Exercise description
Turn every line of the listing below into a numbered list, leaving out the blank lines.

Records for the task
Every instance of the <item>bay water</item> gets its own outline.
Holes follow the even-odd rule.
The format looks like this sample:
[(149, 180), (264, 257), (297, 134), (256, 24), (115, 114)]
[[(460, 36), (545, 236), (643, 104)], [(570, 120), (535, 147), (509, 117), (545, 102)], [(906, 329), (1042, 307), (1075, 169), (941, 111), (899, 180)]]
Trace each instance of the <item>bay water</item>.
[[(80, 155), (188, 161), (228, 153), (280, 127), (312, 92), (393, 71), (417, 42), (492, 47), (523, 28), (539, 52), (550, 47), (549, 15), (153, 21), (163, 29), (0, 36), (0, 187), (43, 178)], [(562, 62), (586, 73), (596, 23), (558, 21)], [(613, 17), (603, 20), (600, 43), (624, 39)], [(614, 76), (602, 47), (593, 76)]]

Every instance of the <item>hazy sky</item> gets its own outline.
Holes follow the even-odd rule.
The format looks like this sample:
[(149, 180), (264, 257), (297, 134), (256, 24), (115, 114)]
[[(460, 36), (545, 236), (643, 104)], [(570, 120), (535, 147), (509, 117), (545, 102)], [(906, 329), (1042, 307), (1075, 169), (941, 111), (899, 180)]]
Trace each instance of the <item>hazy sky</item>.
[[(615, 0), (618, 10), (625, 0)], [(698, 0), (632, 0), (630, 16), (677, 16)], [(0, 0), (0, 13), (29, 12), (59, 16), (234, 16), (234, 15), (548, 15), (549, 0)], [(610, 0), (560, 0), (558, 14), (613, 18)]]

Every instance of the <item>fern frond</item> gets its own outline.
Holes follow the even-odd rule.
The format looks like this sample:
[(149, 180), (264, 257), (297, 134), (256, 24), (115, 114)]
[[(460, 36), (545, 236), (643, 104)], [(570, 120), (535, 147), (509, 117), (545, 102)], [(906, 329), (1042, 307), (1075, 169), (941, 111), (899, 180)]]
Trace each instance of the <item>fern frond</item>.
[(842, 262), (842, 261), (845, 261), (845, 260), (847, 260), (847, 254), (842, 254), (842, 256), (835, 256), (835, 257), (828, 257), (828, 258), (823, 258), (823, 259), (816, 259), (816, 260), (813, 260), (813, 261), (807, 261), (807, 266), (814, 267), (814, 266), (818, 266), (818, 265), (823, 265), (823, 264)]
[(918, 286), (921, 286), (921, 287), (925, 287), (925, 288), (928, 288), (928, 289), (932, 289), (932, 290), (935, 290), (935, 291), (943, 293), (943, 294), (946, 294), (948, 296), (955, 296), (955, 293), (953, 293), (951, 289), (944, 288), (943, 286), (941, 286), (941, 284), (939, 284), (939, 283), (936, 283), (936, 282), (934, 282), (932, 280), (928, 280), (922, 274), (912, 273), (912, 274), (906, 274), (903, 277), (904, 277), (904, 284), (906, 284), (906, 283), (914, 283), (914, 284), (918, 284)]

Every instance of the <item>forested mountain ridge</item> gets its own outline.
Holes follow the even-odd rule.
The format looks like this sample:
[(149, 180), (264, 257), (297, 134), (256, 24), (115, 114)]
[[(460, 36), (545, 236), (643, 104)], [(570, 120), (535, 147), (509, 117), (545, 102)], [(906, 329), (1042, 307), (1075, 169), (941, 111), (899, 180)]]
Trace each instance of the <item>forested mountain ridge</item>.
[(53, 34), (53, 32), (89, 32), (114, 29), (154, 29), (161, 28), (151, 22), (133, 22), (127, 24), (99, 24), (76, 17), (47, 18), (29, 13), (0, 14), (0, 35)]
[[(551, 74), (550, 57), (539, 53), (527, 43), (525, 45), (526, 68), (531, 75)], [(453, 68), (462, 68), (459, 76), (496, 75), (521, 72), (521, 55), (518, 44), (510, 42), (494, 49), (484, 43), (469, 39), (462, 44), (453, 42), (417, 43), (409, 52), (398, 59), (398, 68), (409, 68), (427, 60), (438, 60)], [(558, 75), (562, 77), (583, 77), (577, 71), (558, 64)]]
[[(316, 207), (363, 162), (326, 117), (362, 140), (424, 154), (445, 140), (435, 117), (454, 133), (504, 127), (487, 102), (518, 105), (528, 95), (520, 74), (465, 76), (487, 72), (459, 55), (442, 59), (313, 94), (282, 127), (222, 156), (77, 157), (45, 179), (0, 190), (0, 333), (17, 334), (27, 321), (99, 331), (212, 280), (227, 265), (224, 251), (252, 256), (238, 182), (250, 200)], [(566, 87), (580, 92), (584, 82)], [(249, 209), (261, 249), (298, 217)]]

Written solution
1. Every instance of the <item>bay water</item> gets its own outline.
2. Holes follow the even-odd rule.
3. The format looks like this sample:
4. [(149, 180), (264, 257), (297, 134), (256, 24), (115, 114)]
5. [[(460, 36), (545, 236), (643, 104)], [(570, 120), (535, 147), (509, 117), (545, 102)], [(906, 329), (1042, 307), (1075, 169), (941, 111), (899, 180)]]
6. Trace each instance of the <item>bay water</item>.
7. [[(80, 155), (188, 161), (228, 153), (280, 127), (312, 92), (393, 71), (417, 42), (492, 47), (523, 28), (539, 52), (550, 47), (549, 15), (153, 21), (163, 29), (0, 36), (0, 187), (43, 178)], [(562, 62), (586, 73), (596, 23), (558, 21)], [(613, 17), (603, 20), (600, 43), (624, 39)], [(614, 76), (602, 47), (593, 76)]]
8. Every instance of the <item>hazy sky</item> gets its own outline.
9. Holes follow the even-odd rule.
10. The format looks like this sample:
11. [(149, 180), (264, 257), (297, 134), (256, 24), (115, 114)]
12. [[(460, 36), (545, 236), (643, 104)], [(570, 120), (535, 147), (509, 117), (545, 102)], [(906, 329), (1042, 307), (1075, 169), (941, 111), (899, 180)]]
13. Trace each instance of the <item>hazy sky</item>.
14. [[(615, 0), (618, 10), (625, 0)], [(698, 0), (632, 0), (630, 16), (677, 16)], [(0, 0), (0, 13), (29, 12), (59, 16), (234, 16), (234, 15), (548, 15), (549, 0)], [(610, 0), (560, 0), (558, 14), (613, 18)]]
15. Every instance of the <item>fern frond</item> gets its own outline.
16. Holes follow the even-odd rule.
17. The format looks like this sample:
18. [(149, 180), (264, 257), (297, 134), (256, 24), (115, 114)]
19. [[(460, 36), (545, 236), (643, 104)], [(570, 120), (535, 147), (509, 117), (545, 102)], [(906, 329), (1042, 307), (1075, 169), (941, 111), (899, 180)]]
20. Trace each instance of the <item>fern frond</item>.
21. [(842, 262), (842, 261), (845, 261), (845, 260), (847, 260), (847, 254), (842, 254), (842, 256), (835, 256), (835, 257), (828, 257), (828, 258), (823, 258), (823, 259), (816, 259), (816, 260), (813, 260), (813, 261), (807, 261), (807, 266), (814, 267), (814, 266), (818, 266), (818, 265), (823, 265), (823, 264)]
22. [(918, 286), (921, 286), (921, 287), (925, 287), (925, 288), (928, 288), (928, 289), (932, 289), (932, 290), (935, 290), (935, 291), (943, 293), (943, 294), (946, 294), (948, 296), (955, 296), (955, 293), (953, 293), (951, 289), (944, 288), (943, 286), (941, 286), (941, 284), (939, 284), (939, 283), (936, 283), (936, 282), (934, 282), (932, 280), (928, 280), (922, 274), (912, 273), (912, 274), (906, 274), (903, 277), (904, 277), (904, 284), (906, 284), (906, 283), (914, 283), (914, 284), (918, 284)]
23. Every instance of the <item>forested mountain ridge</item> gets its own outline.
24. Holes follow the even-odd rule.
25. The format looks like this sample:
26. [(149, 180), (264, 257), (297, 134), (256, 24), (115, 114)]
27. [[(460, 36), (545, 236), (643, 104)], [(570, 120), (535, 147), (509, 117), (545, 102)], [(906, 329), (1042, 307), (1075, 169), (941, 111), (899, 180)]]
28. Trace each instance of the <item>forested mountain ridge</item>.
29. [(53, 34), (53, 32), (89, 32), (114, 29), (154, 29), (161, 28), (151, 22), (133, 22), (127, 24), (99, 24), (76, 17), (47, 18), (29, 13), (0, 14), (0, 35)]
30. [[(551, 74), (550, 57), (539, 53), (527, 43), (525, 45), (526, 68), (531, 75)], [(453, 68), (462, 68), (459, 76), (496, 75), (521, 72), (521, 55), (518, 44), (510, 42), (494, 49), (484, 43), (469, 39), (462, 44), (453, 42), (417, 43), (409, 52), (398, 59), (398, 68), (409, 68), (427, 60), (438, 60)], [(558, 75), (562, 77), (583, 77), (577, 71), (558, 64)]]
31. [[(316, 207), (363, 162), (326, 117), (362, 140), (424, 154), (445, 140), (435, 117), (454, 133), (504, 127), (487, 102), (518, 105), (528, 95), (520, 74), (465, 76), (487, 72), (459, 55), (442, 59), (313, 94), (282, 127), (222, 156), (77, 157), (45, 179), (0, 190), (0, 333), (17, 334), (27, 321), (99, 331), (212, 280), (227, 265), (224, 251), (252, 256), (238, 182), (250, 200)], [(566, 87), (580, 92), (584, 82)], [(249, 209), (261, 249), (298, 217)]]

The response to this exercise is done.